**TASK**
Copy, from the entries below, each line in which the string "white" appears.

(THE DATA Opens)

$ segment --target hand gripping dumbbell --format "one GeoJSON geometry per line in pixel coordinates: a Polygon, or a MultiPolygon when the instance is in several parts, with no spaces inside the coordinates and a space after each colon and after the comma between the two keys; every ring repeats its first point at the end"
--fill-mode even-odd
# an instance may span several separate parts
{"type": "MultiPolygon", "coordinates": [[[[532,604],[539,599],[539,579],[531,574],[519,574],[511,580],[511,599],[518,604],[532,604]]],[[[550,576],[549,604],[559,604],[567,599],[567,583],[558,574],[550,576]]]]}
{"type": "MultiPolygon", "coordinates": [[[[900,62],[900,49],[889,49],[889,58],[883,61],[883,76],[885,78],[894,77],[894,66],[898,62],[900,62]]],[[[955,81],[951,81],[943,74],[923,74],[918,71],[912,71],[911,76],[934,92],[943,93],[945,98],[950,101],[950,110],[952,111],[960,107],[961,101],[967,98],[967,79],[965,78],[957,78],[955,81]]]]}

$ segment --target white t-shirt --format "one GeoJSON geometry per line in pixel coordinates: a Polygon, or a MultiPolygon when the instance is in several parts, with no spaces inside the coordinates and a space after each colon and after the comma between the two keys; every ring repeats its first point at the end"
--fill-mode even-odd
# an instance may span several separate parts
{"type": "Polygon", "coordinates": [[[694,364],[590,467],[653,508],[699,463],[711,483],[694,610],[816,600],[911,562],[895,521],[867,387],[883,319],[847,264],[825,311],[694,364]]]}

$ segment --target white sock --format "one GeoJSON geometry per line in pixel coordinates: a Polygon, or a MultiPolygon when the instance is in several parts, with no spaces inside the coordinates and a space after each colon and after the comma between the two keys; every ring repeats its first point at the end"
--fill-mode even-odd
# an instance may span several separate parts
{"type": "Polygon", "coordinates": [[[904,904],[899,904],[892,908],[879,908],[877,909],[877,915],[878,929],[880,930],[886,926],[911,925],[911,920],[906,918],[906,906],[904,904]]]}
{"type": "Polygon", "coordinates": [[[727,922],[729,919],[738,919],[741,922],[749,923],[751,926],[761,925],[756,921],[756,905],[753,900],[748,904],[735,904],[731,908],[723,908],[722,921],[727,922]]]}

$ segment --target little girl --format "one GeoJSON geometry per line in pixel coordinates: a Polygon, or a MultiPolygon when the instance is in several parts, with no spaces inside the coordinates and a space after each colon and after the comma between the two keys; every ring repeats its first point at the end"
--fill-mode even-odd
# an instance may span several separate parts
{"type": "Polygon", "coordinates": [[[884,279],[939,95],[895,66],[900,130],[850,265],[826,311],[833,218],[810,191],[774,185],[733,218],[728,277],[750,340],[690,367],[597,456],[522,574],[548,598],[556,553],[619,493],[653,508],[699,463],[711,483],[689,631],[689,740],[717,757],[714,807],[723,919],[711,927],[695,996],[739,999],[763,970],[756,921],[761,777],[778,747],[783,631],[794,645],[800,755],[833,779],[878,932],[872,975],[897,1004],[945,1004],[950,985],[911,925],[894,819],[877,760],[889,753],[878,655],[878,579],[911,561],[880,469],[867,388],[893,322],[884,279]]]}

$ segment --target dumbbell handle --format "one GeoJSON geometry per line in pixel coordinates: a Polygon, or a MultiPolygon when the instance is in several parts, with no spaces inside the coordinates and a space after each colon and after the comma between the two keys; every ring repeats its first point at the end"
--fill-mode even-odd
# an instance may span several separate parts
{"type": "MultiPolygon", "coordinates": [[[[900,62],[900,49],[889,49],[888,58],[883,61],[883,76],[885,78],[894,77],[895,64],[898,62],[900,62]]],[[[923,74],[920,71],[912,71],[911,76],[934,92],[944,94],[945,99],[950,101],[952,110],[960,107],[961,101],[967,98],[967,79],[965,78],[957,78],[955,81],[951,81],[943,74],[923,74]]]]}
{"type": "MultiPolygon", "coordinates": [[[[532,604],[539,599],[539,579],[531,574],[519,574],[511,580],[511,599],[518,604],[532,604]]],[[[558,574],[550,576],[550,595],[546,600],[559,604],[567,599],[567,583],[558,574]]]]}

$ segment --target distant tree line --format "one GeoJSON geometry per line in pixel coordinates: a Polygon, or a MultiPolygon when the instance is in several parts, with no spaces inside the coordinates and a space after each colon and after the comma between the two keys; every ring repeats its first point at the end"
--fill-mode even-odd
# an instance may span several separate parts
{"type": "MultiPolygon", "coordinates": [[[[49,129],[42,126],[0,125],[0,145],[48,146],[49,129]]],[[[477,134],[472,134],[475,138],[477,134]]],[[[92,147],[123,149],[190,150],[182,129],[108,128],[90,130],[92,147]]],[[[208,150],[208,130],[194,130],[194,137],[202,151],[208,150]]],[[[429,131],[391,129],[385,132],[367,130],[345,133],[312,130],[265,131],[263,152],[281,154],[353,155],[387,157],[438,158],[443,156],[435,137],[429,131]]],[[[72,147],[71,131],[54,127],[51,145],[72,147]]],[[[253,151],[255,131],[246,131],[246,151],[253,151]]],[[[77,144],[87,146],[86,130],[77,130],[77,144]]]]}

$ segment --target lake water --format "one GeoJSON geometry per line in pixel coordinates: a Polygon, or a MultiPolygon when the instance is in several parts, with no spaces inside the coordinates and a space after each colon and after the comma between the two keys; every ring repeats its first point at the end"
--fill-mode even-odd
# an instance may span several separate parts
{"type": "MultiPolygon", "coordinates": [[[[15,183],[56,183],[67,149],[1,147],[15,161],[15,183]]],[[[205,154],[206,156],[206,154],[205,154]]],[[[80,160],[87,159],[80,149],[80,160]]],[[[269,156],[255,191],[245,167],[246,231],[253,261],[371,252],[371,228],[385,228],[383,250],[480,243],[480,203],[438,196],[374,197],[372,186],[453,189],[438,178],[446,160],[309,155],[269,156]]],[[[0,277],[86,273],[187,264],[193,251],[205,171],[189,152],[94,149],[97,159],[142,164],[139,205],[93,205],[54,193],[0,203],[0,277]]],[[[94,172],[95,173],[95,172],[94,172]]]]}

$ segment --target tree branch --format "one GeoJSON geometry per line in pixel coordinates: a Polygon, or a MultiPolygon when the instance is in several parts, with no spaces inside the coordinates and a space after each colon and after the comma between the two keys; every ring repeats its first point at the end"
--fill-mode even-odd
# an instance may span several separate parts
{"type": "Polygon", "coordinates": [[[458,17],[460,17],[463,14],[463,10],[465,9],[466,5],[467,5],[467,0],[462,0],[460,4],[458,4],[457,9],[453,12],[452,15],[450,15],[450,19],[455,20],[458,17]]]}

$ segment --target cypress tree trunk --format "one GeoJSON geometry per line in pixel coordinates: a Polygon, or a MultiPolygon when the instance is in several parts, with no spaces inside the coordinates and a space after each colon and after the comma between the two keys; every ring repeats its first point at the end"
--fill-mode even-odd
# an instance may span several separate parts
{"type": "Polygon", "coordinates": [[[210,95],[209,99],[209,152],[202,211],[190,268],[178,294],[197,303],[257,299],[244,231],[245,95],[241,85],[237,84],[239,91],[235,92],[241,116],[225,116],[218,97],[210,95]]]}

(THE DATA Closes)
(THE DATA Opens)

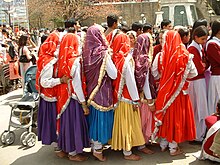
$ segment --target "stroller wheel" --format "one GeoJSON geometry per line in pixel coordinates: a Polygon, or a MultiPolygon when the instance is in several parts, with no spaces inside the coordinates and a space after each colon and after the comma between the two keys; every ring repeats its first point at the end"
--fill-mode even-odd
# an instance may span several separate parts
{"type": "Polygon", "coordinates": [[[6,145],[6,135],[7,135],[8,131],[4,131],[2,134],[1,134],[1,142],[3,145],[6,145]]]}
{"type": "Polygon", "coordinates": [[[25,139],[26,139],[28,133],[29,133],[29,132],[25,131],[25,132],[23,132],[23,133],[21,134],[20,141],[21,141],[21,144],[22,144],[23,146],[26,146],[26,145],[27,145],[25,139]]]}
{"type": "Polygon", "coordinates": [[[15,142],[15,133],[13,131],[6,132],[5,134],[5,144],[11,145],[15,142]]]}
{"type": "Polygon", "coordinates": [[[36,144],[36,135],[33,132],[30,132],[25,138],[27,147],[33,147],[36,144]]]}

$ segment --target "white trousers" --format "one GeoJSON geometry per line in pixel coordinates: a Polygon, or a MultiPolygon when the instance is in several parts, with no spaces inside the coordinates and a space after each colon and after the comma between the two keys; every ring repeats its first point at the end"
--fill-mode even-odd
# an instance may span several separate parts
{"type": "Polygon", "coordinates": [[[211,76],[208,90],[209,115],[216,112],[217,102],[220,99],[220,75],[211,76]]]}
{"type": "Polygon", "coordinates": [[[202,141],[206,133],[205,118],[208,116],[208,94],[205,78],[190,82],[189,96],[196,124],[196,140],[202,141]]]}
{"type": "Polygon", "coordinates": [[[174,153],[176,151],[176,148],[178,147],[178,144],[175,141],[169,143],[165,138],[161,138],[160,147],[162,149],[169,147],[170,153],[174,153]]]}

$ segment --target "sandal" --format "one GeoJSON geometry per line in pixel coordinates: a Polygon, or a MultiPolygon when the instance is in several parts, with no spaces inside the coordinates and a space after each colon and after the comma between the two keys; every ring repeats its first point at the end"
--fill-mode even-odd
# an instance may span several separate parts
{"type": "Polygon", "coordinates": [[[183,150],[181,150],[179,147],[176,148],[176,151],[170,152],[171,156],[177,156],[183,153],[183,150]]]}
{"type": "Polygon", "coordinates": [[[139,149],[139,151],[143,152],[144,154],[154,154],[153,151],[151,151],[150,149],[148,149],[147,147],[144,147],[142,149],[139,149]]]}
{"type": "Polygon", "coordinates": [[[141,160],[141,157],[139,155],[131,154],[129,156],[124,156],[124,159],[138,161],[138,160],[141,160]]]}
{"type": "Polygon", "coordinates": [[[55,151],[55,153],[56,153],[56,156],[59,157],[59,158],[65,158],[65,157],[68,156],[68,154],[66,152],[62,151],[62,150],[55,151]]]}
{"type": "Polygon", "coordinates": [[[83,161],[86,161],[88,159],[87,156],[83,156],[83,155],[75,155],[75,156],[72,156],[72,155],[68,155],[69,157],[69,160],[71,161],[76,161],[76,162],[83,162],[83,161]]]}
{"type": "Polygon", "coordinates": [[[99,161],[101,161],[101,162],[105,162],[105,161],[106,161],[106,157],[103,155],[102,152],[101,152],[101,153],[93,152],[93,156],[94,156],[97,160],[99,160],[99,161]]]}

(THE DATA Closes)
(THE DATA Opens)

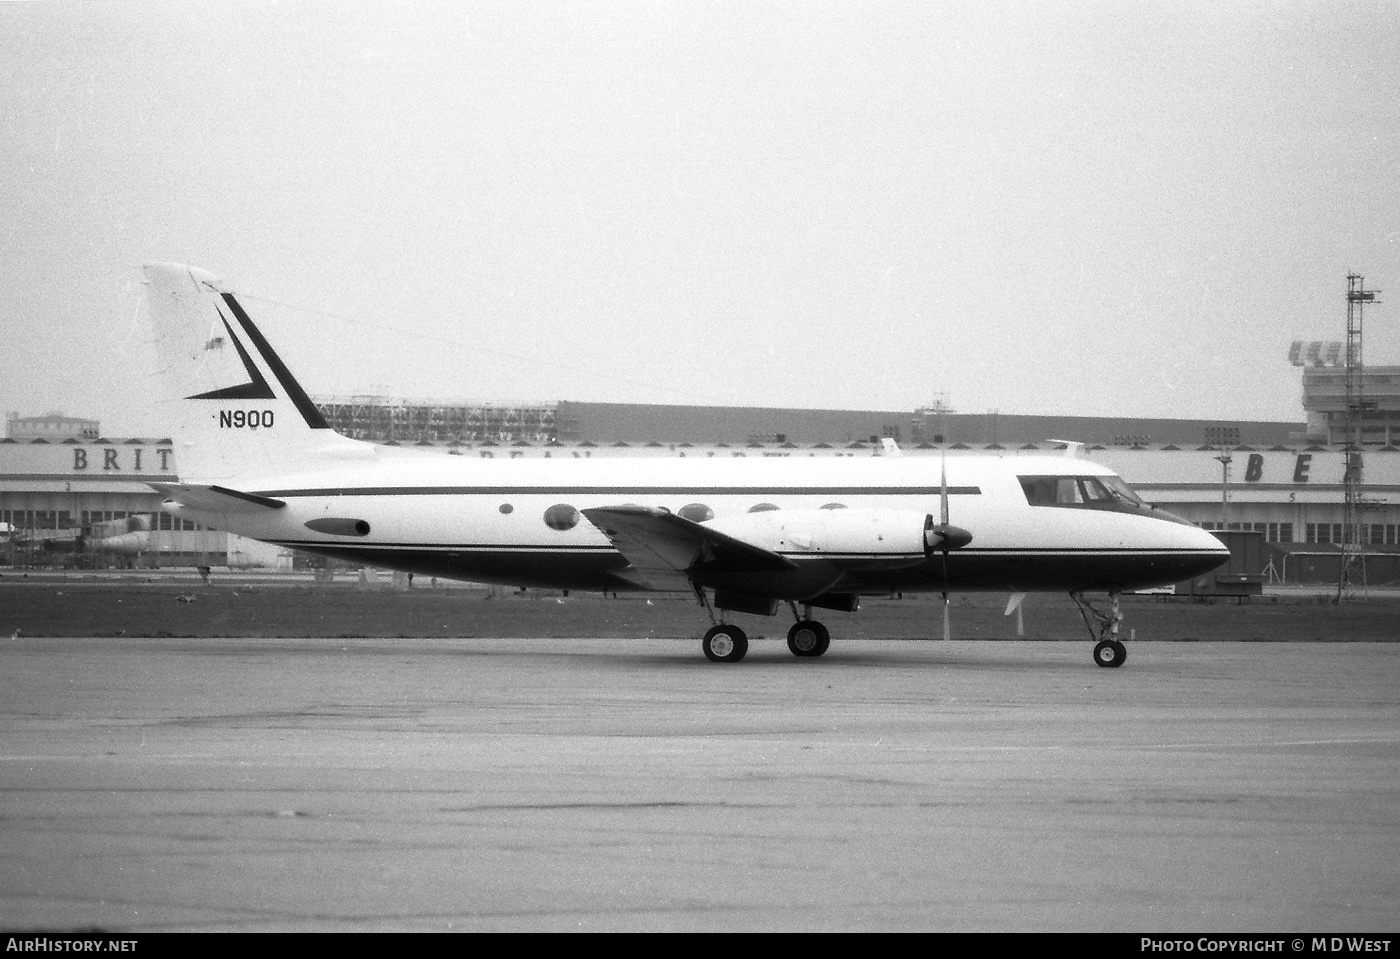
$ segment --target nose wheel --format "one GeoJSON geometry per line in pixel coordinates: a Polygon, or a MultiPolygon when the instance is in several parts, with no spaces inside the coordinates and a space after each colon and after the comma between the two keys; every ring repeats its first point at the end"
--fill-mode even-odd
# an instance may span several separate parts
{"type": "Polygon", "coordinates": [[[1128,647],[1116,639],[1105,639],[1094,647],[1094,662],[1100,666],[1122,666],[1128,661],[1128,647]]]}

(THE DATA Closes)

**WORKED SOLUTION**
$ segment --target white t-shirt --format "one GeoJSON geometry per line in pixel coordinates: a Polygon, or a MultiPolygon when the instance is in several parts, with no spaces inside the coordinates and a space after each colon and after the comma between the two keys; every ring repeats its first point at the end"
$ segment --target white sock --format "one GeoJSON geometry per line in pixel coordinates: a Polygon, or a MultiPolygon when the instance is in several parts, with no spaces inside the coordinates and a space after each colon and after the comma between the two keys; every ring repeats its first point at the end"
$ segment --target "white trousers" --format "one GeoJSON geometry per line in pixel coordinates: a Polygon, or a MultiPolygon when the instance is in several parts, with no spaces inside the coordinates and a space after each colon and after the comma between the two keys; every ring repeats its first point at the end"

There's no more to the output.